What is asked
Update the entries below by replacing "detect all instances" with "find every instance", keeping everything else as it is. Leave the pictures out of your answer.

▬▬▬▬▬▬▬▬▬▬

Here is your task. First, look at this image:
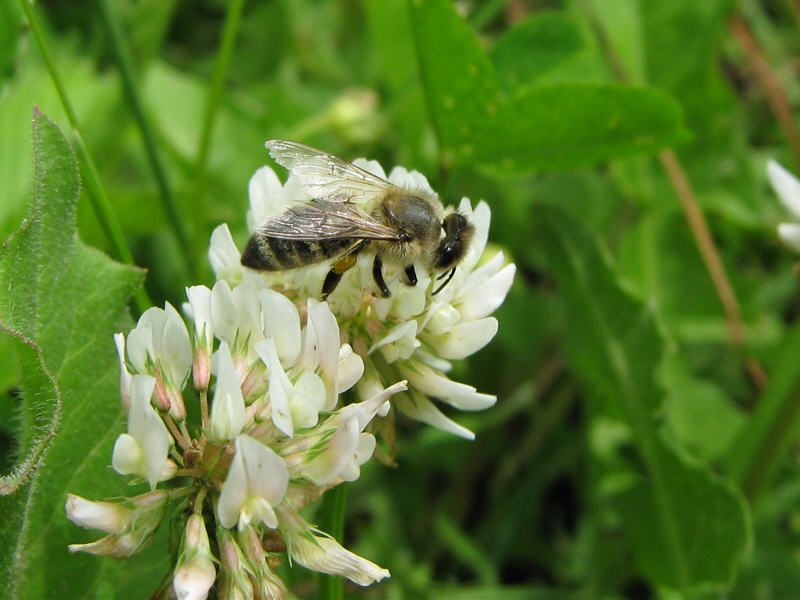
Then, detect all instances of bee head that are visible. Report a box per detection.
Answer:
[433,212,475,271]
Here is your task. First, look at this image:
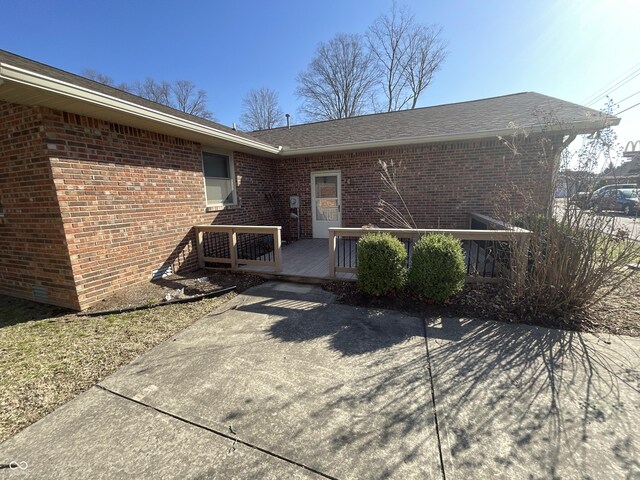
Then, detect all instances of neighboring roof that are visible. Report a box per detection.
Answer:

▬▬▬▬▬▬▬▬▬▬

Correct result
Here is your task. First, look at this image:
Then, find every instance of bee head that are visible. Report a box per detection.
Answer:
[433,212,475,271]
Here is your task. First, look at this image:
Then, find every instance of neighboring roof that are visible. Report a box per detection.
Answer:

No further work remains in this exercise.